◆ DOCUMENT SEGMENT ◆

[start]

He spends an evening in the East End, watching boxing bouts in a smoky hall.
The steam engine Sir Percivale pulls the night Continental boat train into Victoria Station, bringing the romance of the Mediterranean into London along with his train of Pullman cars. A touch of Kipling again, as Morton imagines the engines talking to each other in the engine shed.
He reflects on the sad atmosphere in an afterhours club, where people dance on into the small hours, people “who dare not be alone with themselves”.
A long bus ride north takes him to the very edge of London, where a development of new houses is reaching out into the countryside. His young companion proudly shows him the unfinished house, waiting for him and his young bride. On the other hand, a Bloomsbury boarding house straight out of E F Benson or Patrick Hamiliton is inhabited by retired Indian army colonels and shabby-genteel widows.
On a trip down the river on a police launch, time slips away in the dark and Morton sees London looking much as it always has done. This is an experience certainly not available to us today. What would Morton make of the view now?
The penultimate piece is slightly longer and was not previously published. Morton goes to stay in a candle-lit room at The George in Southwark, the coaching inn even then regarded as a miraculous survival from Victorian London. Even more miraculous is that it is still there today, now looked after by the National Trust.
His nocturnal wanderings end with a beautiful evocation of early morning over London: “The feeling of other worldliness has vanished with the dawn light”.
“London in the dawn is a clean, unwritten page”, Morton tells us. What will the new day bring for the millions of Londoners?

[end]

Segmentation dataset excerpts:
[start]

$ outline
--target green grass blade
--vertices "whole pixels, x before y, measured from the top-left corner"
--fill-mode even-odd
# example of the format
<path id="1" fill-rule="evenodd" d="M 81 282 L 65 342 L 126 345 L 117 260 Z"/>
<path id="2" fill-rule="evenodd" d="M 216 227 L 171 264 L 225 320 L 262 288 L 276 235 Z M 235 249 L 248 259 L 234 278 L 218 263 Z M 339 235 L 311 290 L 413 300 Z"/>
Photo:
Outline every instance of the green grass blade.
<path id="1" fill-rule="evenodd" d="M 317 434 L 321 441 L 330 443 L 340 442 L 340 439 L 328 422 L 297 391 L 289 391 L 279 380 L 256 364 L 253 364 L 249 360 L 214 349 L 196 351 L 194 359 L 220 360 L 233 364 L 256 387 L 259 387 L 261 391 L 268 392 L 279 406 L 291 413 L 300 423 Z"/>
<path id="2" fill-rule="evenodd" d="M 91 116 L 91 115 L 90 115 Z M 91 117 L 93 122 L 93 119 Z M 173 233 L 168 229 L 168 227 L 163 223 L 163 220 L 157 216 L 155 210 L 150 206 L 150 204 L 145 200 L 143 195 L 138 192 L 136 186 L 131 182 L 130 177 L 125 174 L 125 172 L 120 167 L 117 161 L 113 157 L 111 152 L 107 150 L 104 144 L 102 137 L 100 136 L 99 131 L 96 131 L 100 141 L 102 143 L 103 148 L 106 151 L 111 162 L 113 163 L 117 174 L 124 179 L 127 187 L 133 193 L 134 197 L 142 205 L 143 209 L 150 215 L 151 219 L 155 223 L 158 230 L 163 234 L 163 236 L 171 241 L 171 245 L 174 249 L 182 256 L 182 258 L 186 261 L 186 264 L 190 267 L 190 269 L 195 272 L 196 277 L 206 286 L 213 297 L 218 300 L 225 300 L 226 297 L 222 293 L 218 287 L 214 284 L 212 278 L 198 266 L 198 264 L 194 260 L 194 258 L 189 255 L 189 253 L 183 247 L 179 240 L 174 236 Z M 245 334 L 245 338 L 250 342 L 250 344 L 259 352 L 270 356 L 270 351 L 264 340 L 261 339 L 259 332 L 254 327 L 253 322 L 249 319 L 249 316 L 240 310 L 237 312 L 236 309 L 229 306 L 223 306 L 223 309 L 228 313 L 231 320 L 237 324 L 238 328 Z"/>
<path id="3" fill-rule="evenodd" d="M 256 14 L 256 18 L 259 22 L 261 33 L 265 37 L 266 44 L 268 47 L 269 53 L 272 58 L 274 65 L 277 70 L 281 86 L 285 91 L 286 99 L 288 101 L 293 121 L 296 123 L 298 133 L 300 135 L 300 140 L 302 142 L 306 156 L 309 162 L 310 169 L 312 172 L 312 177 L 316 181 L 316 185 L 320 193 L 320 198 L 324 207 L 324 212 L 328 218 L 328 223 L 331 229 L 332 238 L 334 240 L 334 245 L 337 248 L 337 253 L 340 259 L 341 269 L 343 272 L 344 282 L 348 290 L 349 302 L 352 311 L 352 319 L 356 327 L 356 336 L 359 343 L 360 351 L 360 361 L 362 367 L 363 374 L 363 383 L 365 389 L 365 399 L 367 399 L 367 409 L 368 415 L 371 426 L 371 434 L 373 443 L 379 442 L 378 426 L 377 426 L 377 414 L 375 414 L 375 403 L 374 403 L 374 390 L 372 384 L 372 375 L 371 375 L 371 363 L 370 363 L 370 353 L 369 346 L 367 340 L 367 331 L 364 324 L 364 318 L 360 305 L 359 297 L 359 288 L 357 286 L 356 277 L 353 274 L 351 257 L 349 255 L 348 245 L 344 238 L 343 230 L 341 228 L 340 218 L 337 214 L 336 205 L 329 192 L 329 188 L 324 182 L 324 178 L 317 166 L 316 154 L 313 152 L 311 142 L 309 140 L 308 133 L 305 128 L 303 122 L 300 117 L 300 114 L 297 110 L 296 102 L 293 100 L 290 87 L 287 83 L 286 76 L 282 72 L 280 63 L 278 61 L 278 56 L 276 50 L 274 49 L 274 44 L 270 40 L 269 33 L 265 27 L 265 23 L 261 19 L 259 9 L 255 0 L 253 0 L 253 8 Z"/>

[end]

◆ PROBLEM DESCRIPTION ◆
Reproduce the passage on Morton's nighttime London, starting at "He reflects on" and ending at "the view now?", renaming "boarding house" to "lodging house".

◆ SOLUTION FOR THIS TASK ◆
He reflects on the sad atmosphere in an afterhours club, where people dance on into the small hours, people “who dare not be alone with themselves”.
A long bus ride north takes him to the very edge of London, where a development of new houses is reaching out into the countryside. His young companion proudly shows him the unfinished house, waiting for him and his young bride. On the other hand, a Bloomsbury lodging house straight out of E F Benson or Patrick Hamiliton is inhabited by retired Indian army colonels and shabby-genteel widows.
On a trip down the river on a police launch, time slips away in the dark and Morton sees London looking much as it always has done. This is an experience certainly not available to us today. What would Morton make of the view now?